Task instructions —
a: Using the article on Iraqi Christians, answer these questions:
(i) How long ago did Nather Khams come to Istanbul with his parents and two siblings?
(ii) How far is the village of Karakosh from Mosul?
(iii) How many Christians are estimated to live in Iraq now, and how many lived there a decade ago?
b: Write the next part of the article on Iraqi Christians, picking up after its final sentence.

IRAQI CHRISTIANS: CAUGHT IN A REFUGEE WEB
Yigal Schleifer

EurasiaNet, NY
March 9 2006

The Khams family, Chaldean Christians from Northern Iraq, celebrated
this past Christmas in a cramped two-bedroom apartment in Istanbul.

It was a far cry from the celebrations they used to have in their
large home in Iraq, but Nather Khams, who came to Istanbul with his
parents and two siblings 10 months ago, says it was still a much
happier Christmas.

“In Iraq we don’t feel the holiday. You can’t even put on a cross,”
says Khams, 37. Only a few months before their last Christmas in
Iraq, the church where his family prayed was the target of a bombing
attack, and his mother and sister narrowly escaped injury. In the
days leading up to the holiday, Khams’s mother, Samira, saw Islamic
militants chop off the head of a man on the sidewalk as she rode by
in a taxi. Afraid that their church might be attacked again, Khams’s
family spent that last Christmas in the safety of an all-Christian
village called Karakosh, located some 20 kilometers from Mosul, the
northern Iraqi city that has boiled over with insurgent violence and
ethnic tensions since the start of the United States occupation of
Iraq. “Before, all the family, relatives and friends were there, and
there was safety to make a party, to celebrate,” says the soft-spoken
Khams, who has a short-trimmed, graying mustache and a receding
hairline. “Now you are scared to even go to church.”

Khams and his family are among an estimated 2,000 Chaldean Christians
– members of one of the Middle East’s oldest Christian sects and who
belong to the Catholic Church – who have been quietly immigrating to
Istanbul over the last two years (even larger numbers of Chaldeans have
been seeking refuge in Syria and Jordan). Coming on tourist visas,
the Chaldeans arrive in Istanbul hoping to be quickly resettled in
the United States and Australia, where many already have relatives
living, or somewhere in Europe. Instead, many have found themselves
stuck in Turkey, living illegally on their expired tourist visas
while they wait to move onwards. Although no exact figures exist,
experts estimate that the Christian population of Iraq – made up
mostly of the Catholic Chaldeans and the independent Assyrian church –
is rapidly diminishing, with some 800,000 Christians currently living
in the country of 27 million, compared to 1.4 million a decade ago.

And while the violence that has gripped Iraq over the last few years
has affected all Iraqis, Christians say they have felt particularly
vulnerable since, unlike the country’s Kurds or Sunni and Sh’ia
Muslims, they don’t have a militia to protect their community’s
interests. Meanwhile, as the insurgency in Iraq began to take on a
more Islamist character, the country’s Christians increasingly found
themselves targeted by militants, the most notable example being
the coordinated bombing in August 2004 of five churches in Baghdad
and Mosul, which killed over a dozen. In late January this year,
car bombings outside Christian churches raised new concerns about
sectarian violence.

Given data —
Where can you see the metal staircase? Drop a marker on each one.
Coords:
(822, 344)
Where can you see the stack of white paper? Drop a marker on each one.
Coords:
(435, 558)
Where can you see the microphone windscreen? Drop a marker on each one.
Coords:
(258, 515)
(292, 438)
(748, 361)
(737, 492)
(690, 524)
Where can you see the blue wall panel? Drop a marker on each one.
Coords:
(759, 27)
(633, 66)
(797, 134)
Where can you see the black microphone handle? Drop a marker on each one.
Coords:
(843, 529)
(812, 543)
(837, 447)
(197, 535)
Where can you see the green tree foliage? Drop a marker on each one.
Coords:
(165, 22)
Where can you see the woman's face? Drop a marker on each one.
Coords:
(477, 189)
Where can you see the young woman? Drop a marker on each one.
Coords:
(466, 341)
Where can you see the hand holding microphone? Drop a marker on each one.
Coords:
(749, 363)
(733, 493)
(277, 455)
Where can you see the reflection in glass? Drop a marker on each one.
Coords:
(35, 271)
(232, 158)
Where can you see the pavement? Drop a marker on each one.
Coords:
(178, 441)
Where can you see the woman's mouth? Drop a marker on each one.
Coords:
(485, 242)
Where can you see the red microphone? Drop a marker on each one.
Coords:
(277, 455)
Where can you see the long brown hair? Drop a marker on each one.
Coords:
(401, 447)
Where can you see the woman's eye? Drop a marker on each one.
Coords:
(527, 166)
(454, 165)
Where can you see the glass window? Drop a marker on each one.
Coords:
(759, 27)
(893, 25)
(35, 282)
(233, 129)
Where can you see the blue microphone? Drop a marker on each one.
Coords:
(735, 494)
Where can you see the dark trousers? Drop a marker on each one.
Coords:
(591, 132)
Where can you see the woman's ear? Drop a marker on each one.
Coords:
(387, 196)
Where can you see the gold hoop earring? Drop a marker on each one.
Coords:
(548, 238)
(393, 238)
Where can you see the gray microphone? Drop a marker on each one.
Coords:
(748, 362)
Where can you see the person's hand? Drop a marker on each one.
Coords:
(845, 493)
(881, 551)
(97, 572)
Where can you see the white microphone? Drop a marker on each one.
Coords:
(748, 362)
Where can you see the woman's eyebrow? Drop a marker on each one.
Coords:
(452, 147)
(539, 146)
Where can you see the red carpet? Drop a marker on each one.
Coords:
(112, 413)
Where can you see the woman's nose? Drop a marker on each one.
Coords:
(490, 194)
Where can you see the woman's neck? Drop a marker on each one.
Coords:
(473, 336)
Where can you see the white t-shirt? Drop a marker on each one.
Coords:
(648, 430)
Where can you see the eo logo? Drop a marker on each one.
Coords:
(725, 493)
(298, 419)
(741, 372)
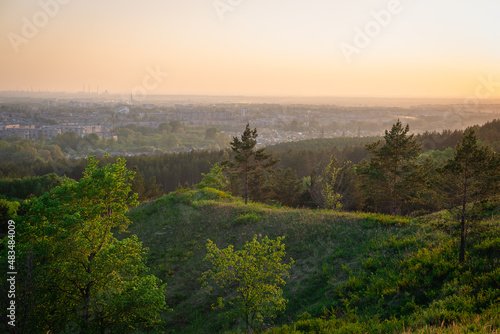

Answers for this exercise —
a:
(i) 10 months ago.
(ii) Some 20 kilometers.
(iii) About 800,000 now, compared to 1.4 million a decade ago.

b:
George Mushe, 51, who came to Istanbul from Baghdad with his wife
and three children, described a worsening spiral of violence that
finally forced his family to flee. His son, who was working in
a business that supplied spare parts to the American forces, had
his life threatened and ultimately had to quit his job, while his
two daughters luckily survived the bombing of the secondary school
they were attending. Mushe, meanwhile, was forced to close down his
business, a wedding hall that catered mostly to Christians, since
holding events there simply became too dangerous. “There’s no life
in Iraq now. If you leave your family to go to work or church, you
don’t know if you will see them again,” Mushe says, while sipping on
a tea in an Istanbul pastry shop. “Before the war they looked at us
as different, but we could go to church, to work.”

“Our patriarch and bishops don’t want us to leave Iraq. They say our
churches are now empty,” he added. “They say that Muslims are also
being killed. But what can we do? They are bombing churches.”

For Nather Khams’s family, the comfortable life they knew in Mosul,
an ethnically mixed city of Christians and Muslim Arabs and Kurds,
quickly deteriorated after the launch of the American offensive.

Sitting in the living room of the small, two-bedroom apartment the
family of five now shares in Istanbul, Khams’s mother, Samira, pulls
out a light blue headscarf as a way of demonstrating that change. “I
couldn’t go out unless I wrapped this around my head,” Samira says
as she covers her tousled jet-black hair with the headscarf.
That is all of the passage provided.